9. Untuk mengeluarkan kadar zakat uang, maka harta dibagi 40 maka akan keluar 2,5 persen. Demikianlah yang wajib dalam masalah zakat emas dan perak serta apa yang diikutkan hukumnya. Contohnya, kalau seseorang memiliki delapan puluh ribu riyal, maka (80.000/40 = 2000 riyal) jadi itulah kadar zakat uang, yakni 2.5 persen.
10. Hukum Zakat Perhiasan yang Dipakai
Dibolehkan bagi para perempuan apa yang sudah menjadi kebiasaan mereka, memakai emas maupun perak tanpa ada pemborosan, dan wajib bagi mereka untuk membayar zakat bila telah mencapai nishab serta berlalu satu tahun. Barangsiapa yang tidak tahu hukum maka wajib membayarkannya kapan mengetahuinya. Adapun tahun-tahun yang berlalu sebelum adanya ilmu maka tidak ada zakatnya, karena hukum-hukum syar’i hanya wajib dengan ilmu. Namun di sini ada perselisihan pendapat ulama.
11. Emas, berlian dan batu-batu berharga serta yang sejenisnya bila hanya dipakai maka tidak ada zakatnya. Adapun bila diperdagangkan maka ditaksir harganya dengan nishab salah satu dari emas atau perak, jika telah mencapai nishab dan berlalu satu tahun maka zakatnya 2.5 persen
12. Emas tidak digabungkan dengan perak dalam menggenapkan nishab, harga barang dagangan digabungkan ke salah satu dari keduanya.

B. Zakat Binatang Ternak

Zakat binatang ternak wajib dengan dua syarat;
1. Hewan tersebut untuk dikembangbiakkan dan diternak, bukan dipakai untuk kerja.
2. Hewan tersebut dipelihara, berdasarkan sabda Rasulullah Shallallahu ‘alaihi wasallam, “Pada unta yang dipelihara setiap empat puluh satu bintu labun” HR Ahmad, Abu Dawud, dan An Nasa’i.
Nishab Unta dan Zakatnya
Dari 5 sampai 9 ekor, 1 ekor kambing. Dari 10 sampai 14 ekor; 2 ekor kambing. Dari 15 sampai 19 ekor, 3 ekor kambing. Dari 20 sampai 24 ekor; 4 ekor kambing. Dari 25 sampai 35 ekor; 1 ekor unta usia 1 tahun (bintu makhad). Dari 36 sampai 45, 1 ekor unta usia 2 tahun (bintu labun). Dari 46 sampai 60, 1 ekor unta usia 3 tahun (hiqqah). Dari 61 sampai 75, 1 ekor unta usia 4 tahun (jadza’ah). Dari 76 sampai 90; 2 ekor unta usia 2 tahun. Dari 91 sampai 120; 2 ekor unta usia 3 tahun. Apabila lebih dari 120 ekor maka wajib (zakat) pada setiap 40 ekor unta, satu bintu labun. Pada setiap 50 ekor unta satu ekor hiqqah. Dan pada 150 tiga hiqqah. Pada 160 ekor unta empat bintu labun. Pada 180 ekor unta zakatnya dua hiqqah dan dua bintu labun. Pada 200 ekor unta lima bintu labun atau empat hiqqah.

**Soal Latihan:**
- a) Menurut kutipan tentang zakat, apa zakat untuk 46 sampai 60 ekor unta?
- b) Tentukan apakah tiap pernyataan ini sesuai dengan kutipan tentang zakat. Jawab ya atau tidak, lalu kutip kata-kata penentunya dari kutipan itu.
(i) Emas boleh digabungkan dengan perak untuk menggenapkan nishab.
(ii) Kadar zakat uang adalah 2,5 persen.
(iii) Hewan ternak yang dipakai untuk kerja terkena zakat binatang ternak.
- c) Teruskan kutipan tentang zakat, mulai setelah kalimat terakhirnya.
Data tercatat tidak dipakai untuk mengerjakan soal apa pun.

**Data Tercatat:**

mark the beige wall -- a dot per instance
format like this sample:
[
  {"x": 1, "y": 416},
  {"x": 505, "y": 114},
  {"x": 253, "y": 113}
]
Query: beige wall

**Kunci Jawaban:**
- a) 1 ekor unta usia 3 tahun (hiqqah).

- b)
(i) Tidak: "Emas tidak digabungkan dengan perak dalam menggenapkan nishab"
(ii) Ya: "maka harta dibagi 40 maka akan keluar 2,5 persen"
(iii) Tidak: "Hewan tersebut untuk dikembangbiakkan dan diternak, bukan dipakai untuk kerja."

- c)
Nishab Sapi dan Zakatnya
Dari 30 sampai 39, 1 ekor sapi usia 1 tahun (tabi’ atau tabi’ah). Dari 40 sampai 59, 1 ekor sapi usia 2 tahun (musinnah). Dari 60 sampai 63; 2 ekor sapi usia 1 tahun.
Kemudian pada setiap 30 ekor sapi, zakatnya satu ekor sapi jantan/betina berumur satu tahun (tabi’/tabi’ah) dan pada 40 ekor sapi maka zakatnya satu ekor sapi berumur dua tahun (musinnah) dan pada 50 ekor sapi zakatnya dua ekor sapi berumur dua tahun (musinnah). 70 ekor sapi zakatnya dua ekor sapi, yang satu berumur dua tahun dan yang lainnya berumur dua tahun (tabi’ dan musinnah). 100 ekor sapi zakatnya dua ekor sapi berumur satu tahun dan satu ekor sapi berumur dua tahun. Pada 120 ekor sapi zakatnya tiga ekor sapi berumur dua tahun.
Nishab Kambing dan Zakatnya
Dari 40 sampai 120; 1 ekor kambing. Dari 121 sampai 200; 2 ekor kambing. Dari 201 sampai 399; 3 ekor kambing.
Kemudian pada setiap seratus ekor kambing zakatnya satu ekor kambing. 399 ekor kambing zakatnya 3 ekor kambing, dan 400 sampai 499 ekor kambing zakatnya empat ekor kambing. Dan begitu seterusnya.

C. Zakat Barang Dagangan

1. Barang dagangan adalah barang yang dipersiapkan untuk jual-beli demi keuntungan, berupa tanah, hewan, makanan, minuman dan alat-alat serta lainnya.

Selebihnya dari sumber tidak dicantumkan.